# Welche Rolle für's Popperfischen auf GT?



## rookie80

Moinsen zusammen!

Bin neu hier und hätte gern mal eine kurze Empfehlung bezüglich einer Ruten-/Rollenkombi für's Popperfischen auf GT vom Boot aus.
Werde mir als Rute die Shimano Lesath Kaibutsu mit 300g WG zulegen und brauche noch eine passende Rolle. Reicht eine 10000er Stella SW oder soll ich doch lieber mit einer 18000 oder 20000er zulegen? Einsatzgebiet ist das schwere Fischen mit Poppern und Stickbaits vom Boot aus.
Danke schon einmal im Vorraus für Eure Tipps!

MfG
Rookie80


----------



## Bxxt xnglxr

*AW: Welche Rolle für's Popperfischen auf GT?*

Moin Moin, sicherlich wirst du demnächst von 10 Leuten mindestens 4 Verschiedene Antworten bekommen...
ICH kann Dir nur raten leg ein paar Euro´s mehr an und kauf dir gleich ne Accurate Twin Spin!!!Die einzige Stationärrolle mit dem Twin-Drag System, d.h. sie wird 2 Seitig gebremst (oben und unten)...
Es ist und bleibt die stärkste Rolle der Welt, alles aus dem Block gefräst...
Umnd beim GT Fischen kannst und darfst du keine Kompromisse machen...

Fertig aus 

Grüße

Mirco


----------



## BIG WHITE

*AW: Welche Rolle für's Popperfischen auf GT?*

hallo,
wenn Du auf große GT, sagen wir mal 25kg+ aus
bist, dann Stella 18000 SW (die 20000 SW ist wegen
der geringeren Übersetzung eher fürs Jiggen) oder die
Saltiga Dogfight. bei diesen Rollen gehst Du kein Risiko,
auch wenn sie nicht aus dem vollen geschnitzt  sind|supergri

Die shimano kaibatsu, ich weiß nicht?? für etwas mehr 
Geld gibt es viel bessere Ruten, wo liegt Deine Schmerzgrenze?

BigWhite#h


----------



## rookie80

*AW: Welche Rolle für's Popperfischen auf GT?*

@ Boot Angler
Dafür sind doch Foren da, um mal ein paar Meinungen zusammen zu bekommen. Klar, dass nicht alle derselben Auffassung sein können. Danke für Deinen Tip mit der Rolle!

@ Big White
Gut hätten wir das Problem mit der Rollengröße gelöst! Danke!
Was hast Du gegen die Shimano Lesath Kaibutsu?
Wenn Du einen besseren Stock empfehlen kannst, dann lass ich mich gern mal beraten!
Bevor ich einen teuren Fehler mache...

Hast Du zufällig noch einen Tipp, was ich als Hauptschnur verwenden sollte?
Als Vorfach wollte ich entweder ein aus 100lbs Twisted Leader fischen oder 120er Material einspleißen bzw. diesen hier verwenden:

http://http://www.jigsdirect.com/eMerchantPro/pc/fishing_knots.asp

Danke im Vorraus!

Aufgabe -> Gib aus dem Forenthread zum Popperfischen auf GT alles von „Bin neu hier“ bis hinunter zu „Stickbaits vom Boot aus.“ wortgetreu wieder. Die Daten spielen hierfür keine Rolle.

Datenauszug ->

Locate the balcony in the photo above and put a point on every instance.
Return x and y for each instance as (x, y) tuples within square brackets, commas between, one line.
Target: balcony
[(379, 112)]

Ergebnis ->
Bin neu hier und hätte gern mal eine kurze Empfehlung bezüglich einer Ruten-/Rollenkombi für's Popperfischen auf GT vom Boot aus.
Werde mir als Rute die Shimano Lesath Kaibutsu mit 300g WG zulegen und brauche noch eine passende Rolle. Reicht eine 10000er Stella SW oder soll ich doch lieber mit einer 18000 oder 20000er zulegen? Einsatzgebiet ist das schwere Fischen mit Poppern und Stickbaits vom Boot aus.